### TASK INSTRUCTIONS
Count how many lines in the rows below contain the string "grass" with the same capitalization. Reply with only the number.
## Start RECORDS TO PROCESS
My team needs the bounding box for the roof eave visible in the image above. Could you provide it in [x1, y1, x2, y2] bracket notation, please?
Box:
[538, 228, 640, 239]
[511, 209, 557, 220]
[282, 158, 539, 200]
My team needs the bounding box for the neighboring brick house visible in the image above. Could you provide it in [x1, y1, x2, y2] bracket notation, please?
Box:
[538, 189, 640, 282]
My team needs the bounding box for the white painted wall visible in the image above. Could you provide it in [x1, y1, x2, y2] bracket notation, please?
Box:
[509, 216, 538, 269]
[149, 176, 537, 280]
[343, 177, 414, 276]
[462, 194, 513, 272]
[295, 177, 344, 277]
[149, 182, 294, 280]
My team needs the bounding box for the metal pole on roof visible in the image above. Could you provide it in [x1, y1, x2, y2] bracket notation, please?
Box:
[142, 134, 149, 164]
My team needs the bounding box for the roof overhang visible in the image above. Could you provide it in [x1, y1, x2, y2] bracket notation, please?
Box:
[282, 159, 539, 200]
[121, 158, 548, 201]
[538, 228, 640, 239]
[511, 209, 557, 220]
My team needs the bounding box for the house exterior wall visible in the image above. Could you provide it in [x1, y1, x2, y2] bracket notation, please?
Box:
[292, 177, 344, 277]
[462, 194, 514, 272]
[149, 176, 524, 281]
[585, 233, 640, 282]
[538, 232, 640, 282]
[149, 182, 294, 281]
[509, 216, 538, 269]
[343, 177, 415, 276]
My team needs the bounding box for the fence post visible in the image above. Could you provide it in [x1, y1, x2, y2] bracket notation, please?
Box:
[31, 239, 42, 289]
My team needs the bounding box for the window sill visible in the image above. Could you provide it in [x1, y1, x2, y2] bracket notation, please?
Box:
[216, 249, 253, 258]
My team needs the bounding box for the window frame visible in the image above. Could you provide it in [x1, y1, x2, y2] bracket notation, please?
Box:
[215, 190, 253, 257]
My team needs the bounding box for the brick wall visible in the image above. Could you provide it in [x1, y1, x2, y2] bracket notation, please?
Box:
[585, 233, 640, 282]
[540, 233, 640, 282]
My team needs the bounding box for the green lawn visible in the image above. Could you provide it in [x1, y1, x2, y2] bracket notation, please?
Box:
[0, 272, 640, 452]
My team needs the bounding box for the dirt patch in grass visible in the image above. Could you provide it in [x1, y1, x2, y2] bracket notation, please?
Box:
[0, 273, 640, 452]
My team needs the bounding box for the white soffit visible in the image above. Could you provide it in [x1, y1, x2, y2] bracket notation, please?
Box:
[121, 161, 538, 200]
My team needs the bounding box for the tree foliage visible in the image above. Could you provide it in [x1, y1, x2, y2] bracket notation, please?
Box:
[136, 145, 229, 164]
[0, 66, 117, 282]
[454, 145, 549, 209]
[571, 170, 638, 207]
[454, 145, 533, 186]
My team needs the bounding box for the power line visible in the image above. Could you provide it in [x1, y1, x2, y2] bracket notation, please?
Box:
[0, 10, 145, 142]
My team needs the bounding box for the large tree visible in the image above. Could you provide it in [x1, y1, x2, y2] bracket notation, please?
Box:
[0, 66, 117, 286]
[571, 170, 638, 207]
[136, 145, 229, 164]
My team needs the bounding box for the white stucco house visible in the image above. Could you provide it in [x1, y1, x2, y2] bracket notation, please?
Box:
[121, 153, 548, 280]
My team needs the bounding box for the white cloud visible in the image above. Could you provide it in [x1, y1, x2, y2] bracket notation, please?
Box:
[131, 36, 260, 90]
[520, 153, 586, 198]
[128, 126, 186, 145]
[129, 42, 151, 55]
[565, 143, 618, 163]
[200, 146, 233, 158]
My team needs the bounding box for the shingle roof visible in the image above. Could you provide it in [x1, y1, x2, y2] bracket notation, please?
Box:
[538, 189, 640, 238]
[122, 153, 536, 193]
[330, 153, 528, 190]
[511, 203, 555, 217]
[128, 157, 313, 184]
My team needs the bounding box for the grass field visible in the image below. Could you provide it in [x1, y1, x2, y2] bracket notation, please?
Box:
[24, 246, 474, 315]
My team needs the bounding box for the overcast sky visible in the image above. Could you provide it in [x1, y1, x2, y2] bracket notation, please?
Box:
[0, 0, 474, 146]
## End RECORDS TO PROCESS
### WORKED SOLUTION
2